* EXERCISE MATERIALS
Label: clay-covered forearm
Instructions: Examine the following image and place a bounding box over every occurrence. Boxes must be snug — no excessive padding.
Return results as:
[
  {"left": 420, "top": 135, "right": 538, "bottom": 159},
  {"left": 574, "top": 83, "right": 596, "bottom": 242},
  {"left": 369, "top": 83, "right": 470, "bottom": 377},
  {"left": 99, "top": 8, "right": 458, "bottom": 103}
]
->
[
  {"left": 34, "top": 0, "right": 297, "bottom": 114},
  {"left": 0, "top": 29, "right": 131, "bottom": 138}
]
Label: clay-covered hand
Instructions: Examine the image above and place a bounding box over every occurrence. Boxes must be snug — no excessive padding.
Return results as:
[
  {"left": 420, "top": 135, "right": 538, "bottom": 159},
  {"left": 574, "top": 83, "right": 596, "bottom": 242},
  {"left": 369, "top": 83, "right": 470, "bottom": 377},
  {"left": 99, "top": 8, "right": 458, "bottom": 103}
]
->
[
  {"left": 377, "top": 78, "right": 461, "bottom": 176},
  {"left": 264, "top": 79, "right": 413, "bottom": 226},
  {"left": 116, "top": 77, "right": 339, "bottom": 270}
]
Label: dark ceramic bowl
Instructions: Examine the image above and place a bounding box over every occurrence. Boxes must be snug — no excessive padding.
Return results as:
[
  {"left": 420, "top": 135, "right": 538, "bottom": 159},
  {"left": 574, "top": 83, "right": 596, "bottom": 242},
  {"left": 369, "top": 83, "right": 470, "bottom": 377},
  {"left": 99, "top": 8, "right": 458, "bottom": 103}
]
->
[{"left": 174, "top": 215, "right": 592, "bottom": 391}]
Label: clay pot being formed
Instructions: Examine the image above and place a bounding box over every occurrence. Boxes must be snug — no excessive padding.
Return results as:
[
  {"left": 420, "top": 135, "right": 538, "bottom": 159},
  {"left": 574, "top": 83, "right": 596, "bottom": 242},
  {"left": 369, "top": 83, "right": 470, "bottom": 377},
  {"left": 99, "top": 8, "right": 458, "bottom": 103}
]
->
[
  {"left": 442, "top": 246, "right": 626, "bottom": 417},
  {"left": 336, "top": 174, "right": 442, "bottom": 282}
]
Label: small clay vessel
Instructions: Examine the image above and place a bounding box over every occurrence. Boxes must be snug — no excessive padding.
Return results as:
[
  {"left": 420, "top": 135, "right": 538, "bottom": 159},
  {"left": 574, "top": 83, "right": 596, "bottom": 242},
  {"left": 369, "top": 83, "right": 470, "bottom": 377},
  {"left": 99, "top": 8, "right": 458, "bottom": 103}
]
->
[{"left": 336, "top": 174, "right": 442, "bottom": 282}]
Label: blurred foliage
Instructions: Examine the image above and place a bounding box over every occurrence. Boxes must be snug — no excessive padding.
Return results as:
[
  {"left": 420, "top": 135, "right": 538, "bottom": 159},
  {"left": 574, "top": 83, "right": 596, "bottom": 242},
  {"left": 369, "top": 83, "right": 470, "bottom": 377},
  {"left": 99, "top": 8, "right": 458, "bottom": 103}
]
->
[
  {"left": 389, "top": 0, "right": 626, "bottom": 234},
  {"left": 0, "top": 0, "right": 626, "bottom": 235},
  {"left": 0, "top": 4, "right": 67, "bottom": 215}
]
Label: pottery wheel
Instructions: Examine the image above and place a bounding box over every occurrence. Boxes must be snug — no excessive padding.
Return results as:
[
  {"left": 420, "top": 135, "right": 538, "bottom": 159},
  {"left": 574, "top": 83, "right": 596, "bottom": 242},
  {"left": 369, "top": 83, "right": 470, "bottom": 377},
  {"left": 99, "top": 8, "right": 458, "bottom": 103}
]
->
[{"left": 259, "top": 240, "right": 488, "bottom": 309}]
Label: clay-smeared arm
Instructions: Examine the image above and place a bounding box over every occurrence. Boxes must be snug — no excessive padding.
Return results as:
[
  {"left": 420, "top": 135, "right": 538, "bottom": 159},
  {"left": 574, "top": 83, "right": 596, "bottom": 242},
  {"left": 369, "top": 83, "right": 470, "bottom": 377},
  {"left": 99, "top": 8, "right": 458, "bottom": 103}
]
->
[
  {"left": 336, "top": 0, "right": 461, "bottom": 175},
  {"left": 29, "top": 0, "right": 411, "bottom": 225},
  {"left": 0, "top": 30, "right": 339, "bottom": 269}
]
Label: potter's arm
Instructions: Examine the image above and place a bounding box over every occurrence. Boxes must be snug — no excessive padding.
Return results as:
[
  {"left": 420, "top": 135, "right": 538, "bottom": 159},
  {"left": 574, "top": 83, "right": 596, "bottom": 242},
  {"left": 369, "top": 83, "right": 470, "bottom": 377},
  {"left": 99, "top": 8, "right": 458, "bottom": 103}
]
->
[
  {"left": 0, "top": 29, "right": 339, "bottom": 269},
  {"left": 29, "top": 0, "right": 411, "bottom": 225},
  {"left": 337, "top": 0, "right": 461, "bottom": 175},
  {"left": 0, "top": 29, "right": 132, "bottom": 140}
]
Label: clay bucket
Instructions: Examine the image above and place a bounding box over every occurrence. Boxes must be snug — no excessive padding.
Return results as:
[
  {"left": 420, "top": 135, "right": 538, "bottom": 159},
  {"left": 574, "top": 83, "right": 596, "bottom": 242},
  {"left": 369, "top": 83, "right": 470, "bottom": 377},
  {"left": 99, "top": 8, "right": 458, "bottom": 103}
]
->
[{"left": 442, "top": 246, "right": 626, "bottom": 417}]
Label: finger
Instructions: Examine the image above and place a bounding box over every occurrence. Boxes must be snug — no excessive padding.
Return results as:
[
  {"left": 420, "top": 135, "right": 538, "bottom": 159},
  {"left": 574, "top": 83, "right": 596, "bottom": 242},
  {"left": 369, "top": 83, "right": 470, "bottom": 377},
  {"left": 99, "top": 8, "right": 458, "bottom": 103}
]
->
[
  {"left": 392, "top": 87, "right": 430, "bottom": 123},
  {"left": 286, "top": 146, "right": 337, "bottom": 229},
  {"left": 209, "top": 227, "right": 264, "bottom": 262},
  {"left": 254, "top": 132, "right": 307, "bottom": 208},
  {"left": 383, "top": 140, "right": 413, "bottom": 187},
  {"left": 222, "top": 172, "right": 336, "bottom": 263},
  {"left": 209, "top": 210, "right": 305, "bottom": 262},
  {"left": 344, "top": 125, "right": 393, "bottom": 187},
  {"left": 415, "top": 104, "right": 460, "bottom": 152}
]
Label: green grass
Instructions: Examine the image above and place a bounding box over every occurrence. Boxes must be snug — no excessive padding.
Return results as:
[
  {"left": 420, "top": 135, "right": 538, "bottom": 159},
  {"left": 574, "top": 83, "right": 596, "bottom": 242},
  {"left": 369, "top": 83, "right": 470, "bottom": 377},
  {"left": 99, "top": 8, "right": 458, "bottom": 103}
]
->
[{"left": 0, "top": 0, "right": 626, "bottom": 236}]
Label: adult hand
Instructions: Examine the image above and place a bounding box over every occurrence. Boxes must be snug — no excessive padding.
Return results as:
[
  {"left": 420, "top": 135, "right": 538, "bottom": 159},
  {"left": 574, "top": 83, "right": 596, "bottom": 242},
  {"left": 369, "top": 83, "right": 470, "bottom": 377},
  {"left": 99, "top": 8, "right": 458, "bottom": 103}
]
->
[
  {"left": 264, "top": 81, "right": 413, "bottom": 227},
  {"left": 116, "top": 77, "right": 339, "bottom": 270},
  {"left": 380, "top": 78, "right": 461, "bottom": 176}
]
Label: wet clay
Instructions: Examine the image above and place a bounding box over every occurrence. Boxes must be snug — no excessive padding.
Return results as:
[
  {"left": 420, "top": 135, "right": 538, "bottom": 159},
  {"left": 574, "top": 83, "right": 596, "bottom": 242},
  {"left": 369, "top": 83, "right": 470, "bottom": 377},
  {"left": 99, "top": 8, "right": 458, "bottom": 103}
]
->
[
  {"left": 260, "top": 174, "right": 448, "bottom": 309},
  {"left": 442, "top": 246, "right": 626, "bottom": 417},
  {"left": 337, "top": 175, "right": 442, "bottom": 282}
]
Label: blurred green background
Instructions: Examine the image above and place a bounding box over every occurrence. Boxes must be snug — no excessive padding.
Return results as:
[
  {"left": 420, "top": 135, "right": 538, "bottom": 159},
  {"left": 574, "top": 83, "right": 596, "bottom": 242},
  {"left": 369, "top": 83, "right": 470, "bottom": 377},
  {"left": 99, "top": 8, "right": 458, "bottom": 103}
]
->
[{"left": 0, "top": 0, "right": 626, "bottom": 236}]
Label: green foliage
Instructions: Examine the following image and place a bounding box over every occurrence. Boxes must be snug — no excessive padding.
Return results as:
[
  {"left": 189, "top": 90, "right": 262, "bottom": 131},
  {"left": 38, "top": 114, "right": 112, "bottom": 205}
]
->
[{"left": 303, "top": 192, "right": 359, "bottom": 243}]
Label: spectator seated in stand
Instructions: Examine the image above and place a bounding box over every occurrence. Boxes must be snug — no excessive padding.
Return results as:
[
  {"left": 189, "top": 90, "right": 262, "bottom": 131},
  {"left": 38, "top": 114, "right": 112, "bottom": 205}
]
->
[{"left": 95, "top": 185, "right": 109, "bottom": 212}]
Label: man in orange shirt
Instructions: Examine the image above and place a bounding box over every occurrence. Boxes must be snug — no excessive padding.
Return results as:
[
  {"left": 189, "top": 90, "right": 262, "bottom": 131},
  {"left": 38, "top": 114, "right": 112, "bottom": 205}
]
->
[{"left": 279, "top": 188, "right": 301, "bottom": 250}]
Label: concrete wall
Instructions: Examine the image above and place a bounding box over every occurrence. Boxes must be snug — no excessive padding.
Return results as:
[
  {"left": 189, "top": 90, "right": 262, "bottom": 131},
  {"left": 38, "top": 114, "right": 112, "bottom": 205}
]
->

* PROBLEM TO WORK ON
Please retype, exactly as written, every line from the line containing "Label: green foliage" through the last line of the records above, including both of those lines, and nothing else.

* WRITTEN ANSWER
Label: green foliage
Instructions: Examine the following image and place a bounding box over every occurrence. Boxes must be snug — no excessive padding.
Return results as:
[
  {"left": 189, "top": 90, "right": 262, "bottom": 131},
  {"left": 38, "top": 114, "right": 112, "bottom": 205}
]
->
[{"left": 303, "top": 192, "right": 359, "bottom": 243}]
Label: spectator seated in stand
Instructions: Examine the image above and place a bounding box over every occurrence. Boxes must be snug — no excessive padding.
Return results as:
[
  {"left": 189, "top": 90, "right": 262, "bottom": 131},
  {"left": 38, "top": 114, "right": 112, "bottom": 205}
]
->
[{"left": 95, "top": 185, "right": 109, "bottom": 212}]
Label: man in orange shirt
Instructions: Examine the image above and place a bounding box over every occurrence. Boxes must be snug — no excessive padding.
Return results as:
[
  {"left": 189, "top": 90, "right": 262, "bottom": 131},
  {"left": 38, "top": 114, "right": 112, "bottom": 205}
]
->
[{"left": 279, "top": 188, "right": 301, "bottom": 250}]
Label: concrete wall
Instructions: Examine the image above and place a bounding box over every occurrence. Boxes must be snug — no excessive padding.
Return results as:
[
  {"left": 189, "top": 90, "right": 262, "bottom": 131},
  {"left": 38, "top": 114, "right": 112, "bottom": 205}
]
->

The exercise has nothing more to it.